I think we should get the facts straight here from someone who isn't a Specialized dealer.

First of all the weights you give are claimed weights so they are rubbish. Secondly forget about the crankset weight - it is completely irrelevant when you can pick and choose what crankset you want and there are many other cranksets around the same weight or lighter than the S-works. THM, Stronglight, Time, Zipp to name a few. The K-Force crank is not particularly light by any means.

Now for the frame/headset/fork combo:

Tarmac SL - 1540g
CR1 - 1407g

Figures are from a TOUR test, with equivalent frame sizes.

*"If you want light, stiff, responsive & something that rides very nicely, your only choice is the S-works Tarmac. If you skip the great ride quality, try the Cervelo R3. "*

Wow you are really shameless in promoting Specialized aren't you. So basically you are saying that the only good all round bike available on the market is Specialized. Righto.


----------



## critchie

haz a tcr said:


> I think we should get the facts straight here from someone who isn't a Specialized dealer.
> Really, at least it was clear that I was a Spec dealer!​First of all the weights you give are claimed weights so they are rubbish. Secondly forget about the crankset weight - it is completely irrelevant when you can pick and choose what crankset you want and there are many other cranksets around the same weight or lighter than the S-works. THM, Stronglight, Time, Zipp to name a few. The K-Force crank is not particularly light by any means.

[Dataset rows]
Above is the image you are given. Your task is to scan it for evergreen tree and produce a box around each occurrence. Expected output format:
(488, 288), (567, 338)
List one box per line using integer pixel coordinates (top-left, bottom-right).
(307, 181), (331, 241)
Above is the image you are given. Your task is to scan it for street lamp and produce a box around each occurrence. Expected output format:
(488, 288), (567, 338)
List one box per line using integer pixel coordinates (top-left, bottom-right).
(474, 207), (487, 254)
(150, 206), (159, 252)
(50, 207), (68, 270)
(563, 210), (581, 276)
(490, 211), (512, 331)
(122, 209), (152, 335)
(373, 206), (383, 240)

PROBLEMS AND TASKS:
• 1. Set down the passage from the thread on road bike weights starting at "Tarmac SL - 1540g" and ending at "is Specialized. Righto.", word for word.
• 2. In the thread on road bike weights, where do the frame/headset/fork figures for the Tarmac SL and the CR1 come from?
• 3. Extend the thread on road bike weights, picking up after its final sentence.

THE RESPONSES:
• 1.
Tarmac SL - 1540g
CR1 - 1407g

Figures are from a TOUR test, with equivalent frame sizes.

*"If you want light, stiff, responsive & something that rides very nicely, your only choice is the S-works Tarmac. If you skip the great ride quality, try the Cervelo R3. "*

Wow you are really shameless in promoting Specialized aren't you. So basically you are saying that the only good all round bike available on the market is Specialized. Righto.

• 2. They come from a TOUR test with equivalent frame sizes.

• 3.
> No, the weights were not claimed, they were actual. There are very few cranks lighter than the Spec pieces and maybe nothing stiffer. It does mean something if you have to add weight to get stiff cranks.​Now for the frame/headset/fork combo:
> 
> Tarmac SL - 1540g
> CR1 - 1407g
> I'll take your word, though my scale tells a different story for the Spec weight.​Figures are from a TOUR test, with equivalent frame sizes.
> 
> *"If you want light, stiff, responsive & something that rides very nicely, your only choice is the S-works Tarmac. If you skip the great ride quality, try the Cervelo R3. "*
> 
> Wow you are really shameless in promoting Specialized aren't you. So basically you are saying that the only good all round bike available on the market is Specialized. Righto.


No, I'm not saying they are the only good all round bike on the market. However, when in factor in weight, performance, ride quality, price, etc, they are very hard to look past. And, the ride quality of the Scott stuff does suck. Oh, as Tom B. put it (without Spec folks in attendance): "... they are simply better".​Sorry you had an aneurism 3 months after the fact.

Cheers


----------



## haz a tcr

critchie said:


> No, *I'm not saying they are the only good all round bike on the market*. However, when in factor in weight, performance, ride quality, price, etc, they are very hard to look past. And, the ride quality of the Scott stuff does suck. Oh, as Tom B. put it (without Spec folks in attendance): "... they are simply better".​Sorry you had an aneurism 3 months after the fact.
> 
> Cheers


And did Boonen say that about the Specialized S-Works crankset which the whole Quickstep team stopped using due to the chain dropping off whenever they put any power down? Of course he is going to say "they simply are better" when he is sponsored by them  

Maybe I was taking you a little too literally when you said "your only choice is the S-works Tarmac" but I hope I am the only person taking you literally otherwise there will be some disappointed new Tarmac SL owners who believed that they truly were buying 'the lightest frame, fork and crankset' on the market.

I am not trying to say that it is a bad bike but it isn't the greatest in the world, despite what you would like to have people believe. One of the hardest things for a consumer to do is to distinguish sales banter from hard facts and you aren't helping.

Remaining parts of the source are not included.